Start of RECORDS SHOWN
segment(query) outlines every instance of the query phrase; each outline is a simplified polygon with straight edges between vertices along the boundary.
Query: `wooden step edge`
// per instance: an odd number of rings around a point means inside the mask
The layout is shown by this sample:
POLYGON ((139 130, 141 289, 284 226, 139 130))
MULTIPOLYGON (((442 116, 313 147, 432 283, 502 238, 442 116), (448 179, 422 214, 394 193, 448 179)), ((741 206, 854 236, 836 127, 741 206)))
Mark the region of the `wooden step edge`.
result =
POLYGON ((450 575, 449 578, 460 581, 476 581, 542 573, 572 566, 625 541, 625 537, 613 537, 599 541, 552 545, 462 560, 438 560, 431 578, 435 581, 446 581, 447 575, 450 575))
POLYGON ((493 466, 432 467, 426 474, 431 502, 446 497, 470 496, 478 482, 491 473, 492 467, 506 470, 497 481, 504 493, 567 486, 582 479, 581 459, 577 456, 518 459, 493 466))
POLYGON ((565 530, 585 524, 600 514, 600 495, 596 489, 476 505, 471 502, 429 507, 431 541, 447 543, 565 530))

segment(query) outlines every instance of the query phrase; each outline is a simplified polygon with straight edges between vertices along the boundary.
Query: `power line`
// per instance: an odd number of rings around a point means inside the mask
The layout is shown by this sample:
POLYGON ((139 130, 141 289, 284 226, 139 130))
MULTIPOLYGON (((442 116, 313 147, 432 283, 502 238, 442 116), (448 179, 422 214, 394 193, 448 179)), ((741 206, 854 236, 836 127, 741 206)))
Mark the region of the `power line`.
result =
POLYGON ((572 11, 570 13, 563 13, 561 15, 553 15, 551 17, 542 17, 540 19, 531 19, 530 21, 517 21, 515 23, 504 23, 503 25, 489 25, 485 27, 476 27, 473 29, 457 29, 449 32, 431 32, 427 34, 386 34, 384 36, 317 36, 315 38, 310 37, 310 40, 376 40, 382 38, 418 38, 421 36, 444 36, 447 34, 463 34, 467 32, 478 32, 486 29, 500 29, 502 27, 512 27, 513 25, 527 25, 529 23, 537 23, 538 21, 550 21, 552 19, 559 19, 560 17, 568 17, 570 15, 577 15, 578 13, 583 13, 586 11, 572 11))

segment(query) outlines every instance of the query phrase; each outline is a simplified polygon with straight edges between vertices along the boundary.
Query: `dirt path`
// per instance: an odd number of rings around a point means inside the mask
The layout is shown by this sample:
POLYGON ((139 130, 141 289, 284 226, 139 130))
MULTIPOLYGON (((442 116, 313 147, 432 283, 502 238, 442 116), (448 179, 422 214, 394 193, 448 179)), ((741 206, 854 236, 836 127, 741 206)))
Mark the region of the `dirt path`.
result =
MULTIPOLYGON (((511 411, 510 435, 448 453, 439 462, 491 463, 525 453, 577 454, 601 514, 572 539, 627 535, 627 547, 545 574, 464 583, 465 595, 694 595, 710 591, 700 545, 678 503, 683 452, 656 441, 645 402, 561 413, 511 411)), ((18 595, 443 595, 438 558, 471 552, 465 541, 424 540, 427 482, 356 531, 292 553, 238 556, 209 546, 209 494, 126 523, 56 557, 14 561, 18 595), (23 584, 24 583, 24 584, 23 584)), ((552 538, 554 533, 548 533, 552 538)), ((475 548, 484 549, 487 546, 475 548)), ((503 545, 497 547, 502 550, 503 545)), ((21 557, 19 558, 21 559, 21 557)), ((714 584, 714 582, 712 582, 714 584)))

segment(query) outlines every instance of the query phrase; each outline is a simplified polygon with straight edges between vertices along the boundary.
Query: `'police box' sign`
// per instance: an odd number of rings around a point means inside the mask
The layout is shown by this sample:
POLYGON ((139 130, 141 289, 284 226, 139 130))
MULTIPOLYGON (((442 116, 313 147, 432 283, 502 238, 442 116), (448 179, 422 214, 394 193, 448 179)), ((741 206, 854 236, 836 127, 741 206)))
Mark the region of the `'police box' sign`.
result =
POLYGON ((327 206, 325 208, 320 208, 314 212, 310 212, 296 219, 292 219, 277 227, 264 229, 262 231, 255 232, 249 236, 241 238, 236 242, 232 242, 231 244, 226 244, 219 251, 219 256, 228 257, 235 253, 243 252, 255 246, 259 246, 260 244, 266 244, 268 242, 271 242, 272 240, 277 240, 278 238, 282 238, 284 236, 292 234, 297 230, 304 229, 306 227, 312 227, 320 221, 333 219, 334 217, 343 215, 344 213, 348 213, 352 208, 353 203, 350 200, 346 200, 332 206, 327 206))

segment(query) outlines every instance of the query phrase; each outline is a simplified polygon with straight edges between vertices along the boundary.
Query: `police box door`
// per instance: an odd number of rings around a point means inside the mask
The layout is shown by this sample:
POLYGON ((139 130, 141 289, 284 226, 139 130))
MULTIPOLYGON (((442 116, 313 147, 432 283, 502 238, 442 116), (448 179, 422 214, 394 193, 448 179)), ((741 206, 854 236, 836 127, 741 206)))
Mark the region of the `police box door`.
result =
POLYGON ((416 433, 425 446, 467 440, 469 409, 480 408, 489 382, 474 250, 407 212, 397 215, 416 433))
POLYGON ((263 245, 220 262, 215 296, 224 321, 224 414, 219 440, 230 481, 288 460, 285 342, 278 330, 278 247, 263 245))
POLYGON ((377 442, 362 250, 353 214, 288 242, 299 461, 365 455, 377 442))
End of RECORDS SHOWN
An exact copy of every record above is needed. Write it out word for word.

■ WRITTEN RESPONSE
segment(query) outlines every instance of the query phrase; each outline is a simplified polygon with straight edges between vertices along the boundary.
Query: `wooden step edge`
// per instance: an odd number of rings around a point means inside the mask
The layout is shown by this sample:
POLYGON ((139 130, 141 289, 284 226, 139 130))
MULTIPOLYGON (((442 116, 313 147, 432 283, 502 238, 442 116), (448 179, 422 214, 394 193, 448 179)), ((741 206, 854 236, 836 127, 741 206)))
Mark the region of the `wooden step edge`.
result =
POLYGON ((450 575, 449 578, 460 581, 476 581, 542 573, 572 566, 625 541, 625 537, 613 537, 599 541, 552 545, 462 560, 438 560, 431 578, 435 581, 446 581, 447 575, 450 575))
POLYGON ((493 466, 432 467, 426 474, 431 502, 446 497, 470 496, 478 482, 491 473, 492 467, 506 470, 497 481, 504 493, 567 486, 582 479, 581 459, 577 456, 518 459, 493 466))
POLYGON ((565 530, 585 524, 600 514, 600 495, 596 489, 476 505, 471 502, 429 507, 431 541, 447 543, 565 530))

segment(query) outlines every instance of the query phrase; each outline is a simplified polygon with straight edges between vertices along the boundary.
Query: `power line`
// per instance: an odd number of rings around a point means inside the mask
The layout is shown by this sample:
POLYGON ((139 130, 141 289, 284 226, 139 130))
MULTIPOLYGON (((442 116, 313 147, 432 283, 502 238, 442 116), (448 179, 422 214, 394 193, 448 179)), ((741 206, 854 236, 836 127, 741 206)))
Mark the region of the `power line`.
result =
POLYGON ((572 11, 570 13, 563 13, 561 15, 553 15, 551 17, 542 17, 540 19, 531 19, 530 21, 517 21, 515 23, 504 23, 503 25, 489 25, 485 27, 476 27, 473 29, 457 29, 449 32, 431 32, 427 34, 386 34, 384 36, 317 36, 315 38, 310 37, 310 40, 376 40, 382 38, 418 38, 421 36, 444 36, 447 34, 463 34, 467 32, 478 32, 486 29, 500 29, 502 27, 512 27, 513 25, 527 25, 529 23, 537 23, 538 21, 550 21, 552 19, 559 19, 560 17, 568 17, 570 15, 577 15, 578 13, 583 13, 586 11, 572 11))

segment(query) outlines every instance of the query phrase; each outline is a simplified polygon with straight edges between vertices along the boundary.
Query: `dirt path`
// per instance: an odd number of rings around a point means inside the mask
The layout is shown by this sample:
POLYGON ((139 130, 141 289, 284 226, 139 130))
MULTIPOLYGON (((442 116, 313 147, 432 283, 502 238, 442 116), (448 179, 422 214, 394 193, 448 179)), ((741 206, 854 236, 836 127, 741 206)))
Mark the region of the `dirt path`.
result =
MULTIPOLYGON (((511 411, 510 435, 448 453, 439 462, 491 463, 525 453, 577 454, 601 514, 572 539, 627 535, 627 547, 545 574, 464 583, 465 595, 694 595, 710 591, 700 545, 678 503, 683 452, 656 441, 645 402, 561 413, 511 411)), ((18 595, 443 595, 438 558, 471 552, 465 541, 424 540, 427 482, 356 531, 292 553, 238 556, 209 546, 209 494, 126 523, 56 557, 14 561, 18 595), (23 584, 24 583, 24 584, 23 584)), ((552 538, 554 533, 548 533, 552 538)), ((475 548, 484 549, 487 546, 475 548)), ((503 545, 497 547, 502 550, 503 545)), ((21 557, 19 558, 21 559, 21 557)), ((714 584, 714 582, 712 582, 714 584)))

segment(query) outlines every instance of the query phrase; each outline is a simplified polygon with straight edges between vertices along the boundary.
Query: `'police box' sign`
// per instance: an odd number of rings around a point means inside the mask
The layout is shown by this sample:
POLYGON ((139 130, 141 289, 284 226, 139 130))
MULTIPOLYGON (((442 116, 313 147, 432 283, 502 238, 442 116), (448 179, 422 214, 394 193, 448 179)), ((741 206, 854 236, 836 127, 741 206)))
Mark the region of the `'police box' sign`.
result =
POLYGON ((327 206, 325 208, 320 208, 314 212, 310 212, 296 219, 292 219, 277 227, 264 229, 262 231, 255 232, 249 236, 241 238, 236 242, 232 242, 231 244, 226 244, 219 251, 219 256, 228 257, 235 253, 243 252, 255 246, 259 246, 260 244, 266 244, 268 242, 271 242, 272 240, 277 240, 278 238, 282 238, 284 236, 292 234, 297 230, 304 229, 306 227, 312 227, 320 221, 333 219, 334 217, 343 215, 344 213, 348 213, 352 208, 353 203, 350 200, 346 200, 332 206, 327 206))

segment(query) outlines every instance of the query phrase; each outline is a simplified polygon with straight edges between vertices along the boundary.
Query: `police box door`
// per instance: an odd number of rings around a point means inside the mask
The layout is shown by this sample:
POLYGON ((139 130, 141 289, 284 226, 139 130))
MULTIPOLYGON (((442 116, 313 147, 432 283, 502 238, 442 116), (448 179, 422 214, 394 193, 448 179)), ((741 206, 854 236, 836 127, 741 206)))
Mark the region of the `police box door`.
result =
POLYGON ((416 433, 425 446, 467 440, 469 409, 480 408, 489 382, 474 250, 407 212, 397 215, 416 433))
POLYGON ((263 245, 220 262, 215 296, 224 321, 224 414, 219 440, 230 481, 288 460, 285 342, 278 330, 278 247, 263 245))
POLYGON ((377 442, 362 250, 353 214, 288 242, 299 461, 365 455, 377 442))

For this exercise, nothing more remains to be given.